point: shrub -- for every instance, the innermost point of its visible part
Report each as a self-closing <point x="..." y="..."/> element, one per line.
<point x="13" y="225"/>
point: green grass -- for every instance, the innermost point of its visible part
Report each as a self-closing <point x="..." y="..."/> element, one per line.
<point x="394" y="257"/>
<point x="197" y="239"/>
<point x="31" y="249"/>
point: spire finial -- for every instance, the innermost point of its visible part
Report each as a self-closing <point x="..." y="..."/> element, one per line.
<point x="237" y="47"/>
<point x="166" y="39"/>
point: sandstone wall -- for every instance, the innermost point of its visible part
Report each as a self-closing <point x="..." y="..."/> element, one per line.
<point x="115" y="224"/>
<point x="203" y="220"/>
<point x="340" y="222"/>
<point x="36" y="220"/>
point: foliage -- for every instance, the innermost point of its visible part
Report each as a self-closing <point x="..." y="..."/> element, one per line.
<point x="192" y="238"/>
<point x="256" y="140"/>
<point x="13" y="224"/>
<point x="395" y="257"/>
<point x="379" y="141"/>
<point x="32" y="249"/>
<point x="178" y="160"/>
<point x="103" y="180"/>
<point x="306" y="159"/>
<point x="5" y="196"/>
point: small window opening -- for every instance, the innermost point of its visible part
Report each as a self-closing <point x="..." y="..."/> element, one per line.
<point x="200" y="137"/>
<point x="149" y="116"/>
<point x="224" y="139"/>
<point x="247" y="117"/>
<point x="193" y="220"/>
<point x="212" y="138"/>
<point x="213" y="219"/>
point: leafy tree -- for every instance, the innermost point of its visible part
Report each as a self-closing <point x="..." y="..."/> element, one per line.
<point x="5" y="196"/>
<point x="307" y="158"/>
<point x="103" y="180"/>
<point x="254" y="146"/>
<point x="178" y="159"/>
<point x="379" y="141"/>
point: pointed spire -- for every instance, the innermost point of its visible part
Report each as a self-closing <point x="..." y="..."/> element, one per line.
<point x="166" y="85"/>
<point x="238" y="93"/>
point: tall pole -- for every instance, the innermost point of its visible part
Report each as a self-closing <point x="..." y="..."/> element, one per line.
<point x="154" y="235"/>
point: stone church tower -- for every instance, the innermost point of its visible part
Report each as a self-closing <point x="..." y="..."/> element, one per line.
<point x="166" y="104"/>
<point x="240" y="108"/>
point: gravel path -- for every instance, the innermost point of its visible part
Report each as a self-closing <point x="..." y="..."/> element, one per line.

________________________________________

EXERCISE INSTRUCTIONS
All the entries should be written out again precisely.

TASK RESPONSE
point: shrub -- for every instance, the innermost point of its visible part
Report each as a self-closing <point x="..." y="..."/> element, one per line.
<point x="13" y="225"/>
point: green grass -- for every instance, the innermost point of its visible part
Report each as a self-closing <point x="..." y="..."/> element, one per line.
<point x="394" y="257"/>
<point x="197" y="239"/>
<point x="31" y="249"/>
point: spire finial -- for every instance, the innermost point of its visible part
Report each as a self-closing <point x="..." y="..."/> element, one per line.
<point x="237" y="47"/>
<point x="166" y="39"/>
point: sandstone wall -- for every instance, the innermost point of its visible part
Report each as a self-closing <point x="..." y="..."/> element, one per line.
<point x="115" y="224"/>
<point x="203" y="220"/>
<point x="340" y="222"/>
<point x="36" y="220"/>
point: foliage -- for every instance, the innermost point of its visible part
Report each as a self-closing <point x="..." y="..."/> element, one per line.
<point x="192" y="238"/>
<point x="256" y="140"/>
<point x="13" y="224"/>
<point x="395" y="257"/>
<point x="379" y="141"/>
<point x="32" y="249"/>
<point x="178" y="160"/>
<point x="103" y="180"/>
<point x="306" y="159"/>
<point x="5" y="196"/>
point: small window opening -- for every instance, the innermost point of its visible part
Report each as a self-closing <point x="..." y="..."/> element, one per line.
<point x="200" y="137"/>
<point x="149" y="116"/>
<point x="224" y="139"/>
<point x="247" y="117"/>
<point x="193" y="220"/>
<point x="212" y="138"/>
<point x="213" y="219"/>
point: leafy tree -- for every instance, the innermost point of its visible part
Report each as a self-closing <point x="..." y="..."/> element, one per line.
<point x="5" y="196"/>
<point x="307" y="158"/>
<point x="103" y="180"/>
<point x="254" y="146"/>
<point x="178" y="159"/>
<point x="379" y="141"/>
point: pointed spire -- for every instance, the innermost point of its visible part
Report each as a self-closing <point x="..." y="..."/> element, one per line.
<point x="166" y="85"/>
<point x="238" y="93"/>
point: tall pole -- for every instance, the innermost point of its visible part
Report each as a self-closing <point x="..." y="..."/> element, one per line.
<point x="154" y="235"/>
point: stone church tower -- for every instance, the innermost point of its visible part
Report each as a self-closing <point x="..." y="..."/> element, one per line.
<point x="166" y="104"/>
<point x="240" y="108"/>
point: gravel path -- for every instance, the innermost point of its visible part
Report each as a self-closing <point x="..." y="..."/> element, one per line.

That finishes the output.